### WRITTEN REQUEST
Write out the records below, from the line with "Reviewer note: confirm each instance of the eye carries" up to and including the line with "pixel 252 112", without changing anything.

── RECORDS FOR PROCESSING

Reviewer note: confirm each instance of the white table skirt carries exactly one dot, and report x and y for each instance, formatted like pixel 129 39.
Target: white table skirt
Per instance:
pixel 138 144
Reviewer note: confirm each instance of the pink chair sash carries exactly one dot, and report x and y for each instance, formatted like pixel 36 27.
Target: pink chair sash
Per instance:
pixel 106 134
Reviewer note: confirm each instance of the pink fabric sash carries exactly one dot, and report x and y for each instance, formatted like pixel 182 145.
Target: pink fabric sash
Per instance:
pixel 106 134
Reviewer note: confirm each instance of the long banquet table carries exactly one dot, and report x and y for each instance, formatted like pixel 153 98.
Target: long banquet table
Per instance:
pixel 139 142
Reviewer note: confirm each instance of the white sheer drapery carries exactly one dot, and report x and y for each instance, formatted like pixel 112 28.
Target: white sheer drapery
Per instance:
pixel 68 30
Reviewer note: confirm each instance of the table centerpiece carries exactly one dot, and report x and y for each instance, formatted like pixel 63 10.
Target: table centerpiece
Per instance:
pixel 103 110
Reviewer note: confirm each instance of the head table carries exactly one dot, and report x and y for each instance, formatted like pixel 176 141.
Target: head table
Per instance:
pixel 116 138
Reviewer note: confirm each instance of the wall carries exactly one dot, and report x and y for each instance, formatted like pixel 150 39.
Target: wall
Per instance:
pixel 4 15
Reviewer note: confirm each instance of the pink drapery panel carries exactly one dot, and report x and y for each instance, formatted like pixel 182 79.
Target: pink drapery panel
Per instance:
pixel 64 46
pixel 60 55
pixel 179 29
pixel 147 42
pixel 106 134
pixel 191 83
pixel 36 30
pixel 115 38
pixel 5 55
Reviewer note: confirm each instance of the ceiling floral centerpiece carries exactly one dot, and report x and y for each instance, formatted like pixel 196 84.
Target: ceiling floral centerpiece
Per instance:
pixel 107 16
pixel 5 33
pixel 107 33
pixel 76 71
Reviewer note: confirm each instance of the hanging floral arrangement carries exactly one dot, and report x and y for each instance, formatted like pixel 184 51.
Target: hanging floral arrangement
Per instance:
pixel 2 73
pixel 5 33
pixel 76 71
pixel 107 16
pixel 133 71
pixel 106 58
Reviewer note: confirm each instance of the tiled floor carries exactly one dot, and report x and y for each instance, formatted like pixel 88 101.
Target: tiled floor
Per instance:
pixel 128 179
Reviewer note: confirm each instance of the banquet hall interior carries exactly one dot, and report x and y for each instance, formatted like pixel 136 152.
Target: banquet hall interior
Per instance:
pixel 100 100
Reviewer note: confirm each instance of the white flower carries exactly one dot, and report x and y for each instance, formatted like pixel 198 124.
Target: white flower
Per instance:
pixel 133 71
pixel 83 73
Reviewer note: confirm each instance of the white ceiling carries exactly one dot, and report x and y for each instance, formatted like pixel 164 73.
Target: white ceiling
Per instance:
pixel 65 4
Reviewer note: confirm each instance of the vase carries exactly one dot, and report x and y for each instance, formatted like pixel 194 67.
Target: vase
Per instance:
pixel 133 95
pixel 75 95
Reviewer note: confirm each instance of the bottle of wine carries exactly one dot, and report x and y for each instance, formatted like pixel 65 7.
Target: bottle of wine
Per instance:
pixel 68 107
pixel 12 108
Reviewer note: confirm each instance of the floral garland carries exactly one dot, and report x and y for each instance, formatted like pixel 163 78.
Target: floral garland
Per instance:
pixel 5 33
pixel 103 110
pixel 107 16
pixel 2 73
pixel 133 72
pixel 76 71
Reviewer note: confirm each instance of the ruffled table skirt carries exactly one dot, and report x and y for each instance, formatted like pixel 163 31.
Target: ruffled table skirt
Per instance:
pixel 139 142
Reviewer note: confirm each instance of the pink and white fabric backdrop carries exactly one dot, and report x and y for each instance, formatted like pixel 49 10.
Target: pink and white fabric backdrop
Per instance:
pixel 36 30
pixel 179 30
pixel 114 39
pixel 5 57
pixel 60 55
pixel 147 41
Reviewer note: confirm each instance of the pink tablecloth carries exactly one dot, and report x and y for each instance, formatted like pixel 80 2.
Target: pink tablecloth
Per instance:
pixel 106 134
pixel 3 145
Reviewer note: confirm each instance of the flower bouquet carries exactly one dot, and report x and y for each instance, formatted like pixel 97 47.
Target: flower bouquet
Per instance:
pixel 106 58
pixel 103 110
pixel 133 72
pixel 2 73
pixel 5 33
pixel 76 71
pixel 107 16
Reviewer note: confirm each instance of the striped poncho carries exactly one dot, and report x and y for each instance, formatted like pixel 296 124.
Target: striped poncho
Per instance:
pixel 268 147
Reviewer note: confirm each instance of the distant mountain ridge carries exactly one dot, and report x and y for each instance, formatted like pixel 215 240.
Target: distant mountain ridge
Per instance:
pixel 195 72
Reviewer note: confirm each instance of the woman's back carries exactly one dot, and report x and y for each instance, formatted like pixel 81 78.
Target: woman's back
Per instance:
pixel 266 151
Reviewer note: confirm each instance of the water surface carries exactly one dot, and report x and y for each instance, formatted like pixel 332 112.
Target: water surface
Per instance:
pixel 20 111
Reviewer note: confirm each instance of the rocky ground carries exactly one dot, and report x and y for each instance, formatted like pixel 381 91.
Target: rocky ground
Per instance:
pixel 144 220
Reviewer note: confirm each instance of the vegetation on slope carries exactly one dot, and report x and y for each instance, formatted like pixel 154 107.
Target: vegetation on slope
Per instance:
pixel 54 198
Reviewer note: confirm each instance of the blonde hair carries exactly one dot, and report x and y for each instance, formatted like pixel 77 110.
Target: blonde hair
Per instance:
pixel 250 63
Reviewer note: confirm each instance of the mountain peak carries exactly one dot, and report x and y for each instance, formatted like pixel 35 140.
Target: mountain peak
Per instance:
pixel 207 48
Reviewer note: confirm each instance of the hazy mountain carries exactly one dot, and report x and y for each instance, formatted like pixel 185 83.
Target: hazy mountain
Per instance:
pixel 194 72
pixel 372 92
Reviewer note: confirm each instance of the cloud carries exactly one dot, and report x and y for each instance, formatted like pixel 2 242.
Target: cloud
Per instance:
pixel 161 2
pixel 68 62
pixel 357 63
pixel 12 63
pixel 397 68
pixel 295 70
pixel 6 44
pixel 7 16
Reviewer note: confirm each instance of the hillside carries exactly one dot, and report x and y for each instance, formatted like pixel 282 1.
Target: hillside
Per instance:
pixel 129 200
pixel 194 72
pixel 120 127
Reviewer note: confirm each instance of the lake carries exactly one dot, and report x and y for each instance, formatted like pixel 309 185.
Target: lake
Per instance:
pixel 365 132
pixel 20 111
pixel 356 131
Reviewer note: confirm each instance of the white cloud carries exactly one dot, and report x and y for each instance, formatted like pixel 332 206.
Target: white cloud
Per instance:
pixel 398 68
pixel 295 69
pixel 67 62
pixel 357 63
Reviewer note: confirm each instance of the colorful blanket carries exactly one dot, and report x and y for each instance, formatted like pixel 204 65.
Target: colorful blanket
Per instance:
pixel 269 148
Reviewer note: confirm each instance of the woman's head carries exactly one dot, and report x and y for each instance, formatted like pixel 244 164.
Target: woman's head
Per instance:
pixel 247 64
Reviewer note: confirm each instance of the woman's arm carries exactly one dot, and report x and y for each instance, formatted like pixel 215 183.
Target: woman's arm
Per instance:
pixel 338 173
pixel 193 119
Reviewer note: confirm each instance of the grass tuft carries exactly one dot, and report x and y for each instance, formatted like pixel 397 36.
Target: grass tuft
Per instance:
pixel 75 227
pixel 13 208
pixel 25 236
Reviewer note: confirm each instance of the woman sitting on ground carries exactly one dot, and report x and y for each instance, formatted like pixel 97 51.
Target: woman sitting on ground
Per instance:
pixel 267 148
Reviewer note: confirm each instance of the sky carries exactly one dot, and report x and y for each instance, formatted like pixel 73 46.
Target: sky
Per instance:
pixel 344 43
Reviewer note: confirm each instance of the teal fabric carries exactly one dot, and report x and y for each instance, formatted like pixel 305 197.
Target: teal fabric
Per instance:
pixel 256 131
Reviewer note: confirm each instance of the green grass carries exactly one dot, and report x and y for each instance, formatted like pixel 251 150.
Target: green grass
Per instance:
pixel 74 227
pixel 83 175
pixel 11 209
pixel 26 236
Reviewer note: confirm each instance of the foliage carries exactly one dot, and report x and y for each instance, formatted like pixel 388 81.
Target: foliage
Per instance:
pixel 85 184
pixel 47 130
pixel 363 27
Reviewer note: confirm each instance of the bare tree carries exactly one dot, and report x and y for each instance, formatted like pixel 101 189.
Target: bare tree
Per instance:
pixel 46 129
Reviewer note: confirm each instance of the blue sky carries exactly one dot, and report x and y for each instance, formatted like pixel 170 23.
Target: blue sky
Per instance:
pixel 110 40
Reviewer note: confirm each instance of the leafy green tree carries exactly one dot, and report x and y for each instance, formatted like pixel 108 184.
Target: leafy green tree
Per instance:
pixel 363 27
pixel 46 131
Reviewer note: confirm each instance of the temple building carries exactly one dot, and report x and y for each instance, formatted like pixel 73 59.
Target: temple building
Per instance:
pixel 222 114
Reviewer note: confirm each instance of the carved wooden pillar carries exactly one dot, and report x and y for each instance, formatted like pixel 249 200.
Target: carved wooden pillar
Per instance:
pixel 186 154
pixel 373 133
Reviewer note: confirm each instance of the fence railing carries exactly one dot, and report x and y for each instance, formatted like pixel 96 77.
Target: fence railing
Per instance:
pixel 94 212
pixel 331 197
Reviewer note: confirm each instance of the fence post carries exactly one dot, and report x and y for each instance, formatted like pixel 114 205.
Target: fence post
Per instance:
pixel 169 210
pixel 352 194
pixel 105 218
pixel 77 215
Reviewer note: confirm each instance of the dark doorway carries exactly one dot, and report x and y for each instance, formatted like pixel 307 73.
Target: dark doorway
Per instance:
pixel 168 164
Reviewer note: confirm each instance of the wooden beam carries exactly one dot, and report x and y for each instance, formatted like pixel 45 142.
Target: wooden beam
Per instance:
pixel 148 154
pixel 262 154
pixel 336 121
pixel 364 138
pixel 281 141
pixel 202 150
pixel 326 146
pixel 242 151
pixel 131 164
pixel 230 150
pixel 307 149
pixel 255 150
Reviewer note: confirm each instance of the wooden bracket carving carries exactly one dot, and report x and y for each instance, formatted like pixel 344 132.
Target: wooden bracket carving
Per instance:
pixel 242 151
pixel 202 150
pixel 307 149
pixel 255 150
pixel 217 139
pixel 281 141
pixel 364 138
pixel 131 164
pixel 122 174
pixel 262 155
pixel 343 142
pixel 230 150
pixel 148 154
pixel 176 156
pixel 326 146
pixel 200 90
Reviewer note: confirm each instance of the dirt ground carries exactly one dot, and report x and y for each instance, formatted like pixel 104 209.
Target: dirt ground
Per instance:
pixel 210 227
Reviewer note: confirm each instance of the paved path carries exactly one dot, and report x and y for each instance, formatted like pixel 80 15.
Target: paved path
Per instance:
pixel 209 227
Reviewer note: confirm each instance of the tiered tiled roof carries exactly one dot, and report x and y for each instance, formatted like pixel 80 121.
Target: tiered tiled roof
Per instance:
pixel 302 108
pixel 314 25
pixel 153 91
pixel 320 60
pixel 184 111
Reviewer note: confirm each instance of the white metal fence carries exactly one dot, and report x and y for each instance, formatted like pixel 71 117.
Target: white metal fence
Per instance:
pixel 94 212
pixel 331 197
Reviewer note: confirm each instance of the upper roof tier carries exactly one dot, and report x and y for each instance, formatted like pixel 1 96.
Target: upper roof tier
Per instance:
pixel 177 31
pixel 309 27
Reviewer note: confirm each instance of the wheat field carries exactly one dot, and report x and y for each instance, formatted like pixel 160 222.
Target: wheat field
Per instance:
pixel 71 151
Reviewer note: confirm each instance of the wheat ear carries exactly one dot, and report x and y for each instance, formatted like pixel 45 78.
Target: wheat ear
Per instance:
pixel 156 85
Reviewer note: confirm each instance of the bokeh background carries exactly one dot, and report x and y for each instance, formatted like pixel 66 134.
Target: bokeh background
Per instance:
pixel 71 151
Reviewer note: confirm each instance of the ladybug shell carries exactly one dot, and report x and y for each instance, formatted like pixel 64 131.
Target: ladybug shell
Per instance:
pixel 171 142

────
── RECORDS FOR PROCESSING

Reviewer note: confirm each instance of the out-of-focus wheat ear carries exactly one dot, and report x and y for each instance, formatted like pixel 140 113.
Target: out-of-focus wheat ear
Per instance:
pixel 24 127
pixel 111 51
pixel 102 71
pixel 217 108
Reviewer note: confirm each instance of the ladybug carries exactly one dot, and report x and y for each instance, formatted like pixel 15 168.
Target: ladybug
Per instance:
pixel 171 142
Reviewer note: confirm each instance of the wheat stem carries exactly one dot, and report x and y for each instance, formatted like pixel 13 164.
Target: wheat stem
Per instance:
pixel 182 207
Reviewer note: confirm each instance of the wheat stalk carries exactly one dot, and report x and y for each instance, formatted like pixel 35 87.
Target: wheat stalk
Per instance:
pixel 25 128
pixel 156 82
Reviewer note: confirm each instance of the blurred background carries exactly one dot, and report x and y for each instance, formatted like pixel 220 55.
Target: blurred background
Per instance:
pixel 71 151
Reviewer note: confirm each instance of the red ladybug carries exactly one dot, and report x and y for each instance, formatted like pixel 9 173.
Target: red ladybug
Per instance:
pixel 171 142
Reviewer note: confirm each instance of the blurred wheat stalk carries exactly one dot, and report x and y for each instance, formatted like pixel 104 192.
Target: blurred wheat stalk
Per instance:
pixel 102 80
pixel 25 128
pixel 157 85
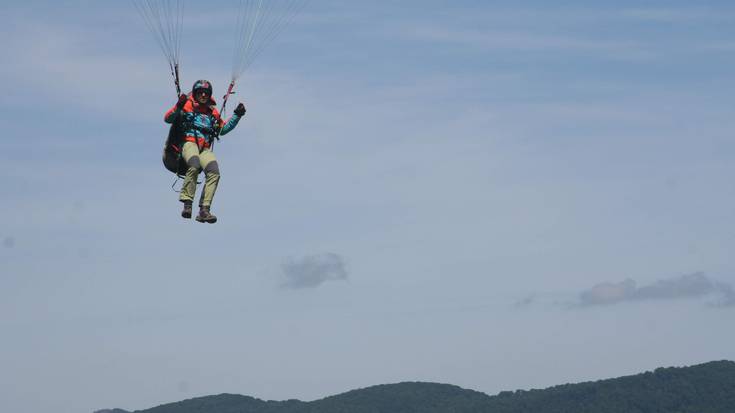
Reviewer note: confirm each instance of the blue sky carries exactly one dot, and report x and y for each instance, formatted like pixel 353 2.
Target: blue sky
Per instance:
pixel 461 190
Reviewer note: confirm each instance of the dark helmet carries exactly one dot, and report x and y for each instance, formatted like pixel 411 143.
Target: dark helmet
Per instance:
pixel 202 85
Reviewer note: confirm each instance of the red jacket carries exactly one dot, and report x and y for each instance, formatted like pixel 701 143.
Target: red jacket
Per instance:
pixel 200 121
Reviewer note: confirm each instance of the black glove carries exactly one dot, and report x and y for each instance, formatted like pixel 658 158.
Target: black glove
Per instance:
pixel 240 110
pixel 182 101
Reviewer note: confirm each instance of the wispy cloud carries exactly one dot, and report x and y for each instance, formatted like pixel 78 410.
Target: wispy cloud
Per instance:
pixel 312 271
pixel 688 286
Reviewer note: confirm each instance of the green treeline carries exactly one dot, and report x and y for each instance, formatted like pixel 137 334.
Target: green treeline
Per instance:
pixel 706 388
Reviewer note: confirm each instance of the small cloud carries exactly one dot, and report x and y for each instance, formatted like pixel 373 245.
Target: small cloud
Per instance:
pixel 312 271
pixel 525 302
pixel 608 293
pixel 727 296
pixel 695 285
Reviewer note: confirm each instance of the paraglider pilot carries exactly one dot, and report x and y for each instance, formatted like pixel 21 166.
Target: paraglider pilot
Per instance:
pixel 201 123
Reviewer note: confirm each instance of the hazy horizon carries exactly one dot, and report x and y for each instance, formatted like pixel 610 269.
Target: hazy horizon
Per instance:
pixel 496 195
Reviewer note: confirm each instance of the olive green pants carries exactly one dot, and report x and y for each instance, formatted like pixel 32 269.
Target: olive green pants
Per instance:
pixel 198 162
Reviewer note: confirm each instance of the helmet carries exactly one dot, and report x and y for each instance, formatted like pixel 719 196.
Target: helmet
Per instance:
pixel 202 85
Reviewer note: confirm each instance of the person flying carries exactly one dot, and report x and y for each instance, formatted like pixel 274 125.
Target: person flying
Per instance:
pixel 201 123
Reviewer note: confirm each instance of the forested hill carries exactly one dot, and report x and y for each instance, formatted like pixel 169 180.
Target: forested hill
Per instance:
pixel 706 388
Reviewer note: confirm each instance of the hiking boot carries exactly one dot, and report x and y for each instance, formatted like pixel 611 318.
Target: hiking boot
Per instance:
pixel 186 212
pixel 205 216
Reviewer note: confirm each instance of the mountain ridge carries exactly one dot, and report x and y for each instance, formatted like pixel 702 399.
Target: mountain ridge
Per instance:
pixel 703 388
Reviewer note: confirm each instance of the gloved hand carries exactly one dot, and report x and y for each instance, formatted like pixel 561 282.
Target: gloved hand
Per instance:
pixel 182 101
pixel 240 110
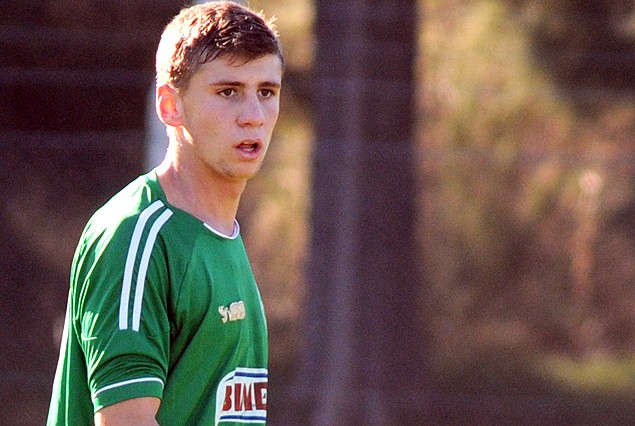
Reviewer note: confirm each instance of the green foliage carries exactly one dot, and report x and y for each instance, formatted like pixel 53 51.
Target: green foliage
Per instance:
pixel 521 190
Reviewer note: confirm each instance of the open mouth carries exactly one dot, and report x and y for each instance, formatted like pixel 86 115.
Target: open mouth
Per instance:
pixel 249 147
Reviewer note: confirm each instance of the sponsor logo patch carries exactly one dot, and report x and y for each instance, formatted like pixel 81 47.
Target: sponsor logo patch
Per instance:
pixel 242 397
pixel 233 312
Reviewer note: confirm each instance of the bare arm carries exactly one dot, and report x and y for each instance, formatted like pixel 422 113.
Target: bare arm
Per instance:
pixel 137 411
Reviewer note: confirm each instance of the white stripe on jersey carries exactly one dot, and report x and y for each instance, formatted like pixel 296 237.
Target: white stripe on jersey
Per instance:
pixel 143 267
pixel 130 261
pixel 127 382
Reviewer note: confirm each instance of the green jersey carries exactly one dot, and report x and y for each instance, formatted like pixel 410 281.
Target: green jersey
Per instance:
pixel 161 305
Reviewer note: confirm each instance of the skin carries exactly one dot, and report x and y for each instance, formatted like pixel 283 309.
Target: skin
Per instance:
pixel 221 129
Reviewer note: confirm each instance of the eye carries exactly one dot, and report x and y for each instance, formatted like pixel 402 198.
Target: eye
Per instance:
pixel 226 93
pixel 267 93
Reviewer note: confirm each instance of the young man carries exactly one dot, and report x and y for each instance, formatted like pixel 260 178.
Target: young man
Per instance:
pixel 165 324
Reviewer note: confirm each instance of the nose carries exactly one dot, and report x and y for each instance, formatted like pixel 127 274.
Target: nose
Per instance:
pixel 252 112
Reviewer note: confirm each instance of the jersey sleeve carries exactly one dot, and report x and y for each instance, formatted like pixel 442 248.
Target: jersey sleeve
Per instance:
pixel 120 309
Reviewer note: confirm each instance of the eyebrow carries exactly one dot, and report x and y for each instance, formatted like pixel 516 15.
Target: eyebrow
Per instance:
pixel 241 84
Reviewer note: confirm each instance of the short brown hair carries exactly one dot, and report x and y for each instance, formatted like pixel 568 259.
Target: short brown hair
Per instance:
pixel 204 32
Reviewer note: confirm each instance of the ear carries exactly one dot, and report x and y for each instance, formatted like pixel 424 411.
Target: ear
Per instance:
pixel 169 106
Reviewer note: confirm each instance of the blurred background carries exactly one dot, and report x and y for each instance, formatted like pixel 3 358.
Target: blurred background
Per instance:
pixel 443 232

────

### THE RESULT
Reviewer note: confirm each instance of the eye carries exactly one dot, and report x and y for each instance, formatted like pixel 402 198.
Target: eye
Per instance:
pixel 226 93
pixel 267 93
Reviewer note: confirm each instance of the young man carries exactly one dot, and report x and y for each instance, formatted like pixel 260 178.
Target: young man
Per instance:
pixel 165 324
Reviewer note: confirm each instance of the nose carries exactly one dot, and report x and y for each instance, formatted like pixel 127 274.
Target: nose
Per instance:
pixel 252 112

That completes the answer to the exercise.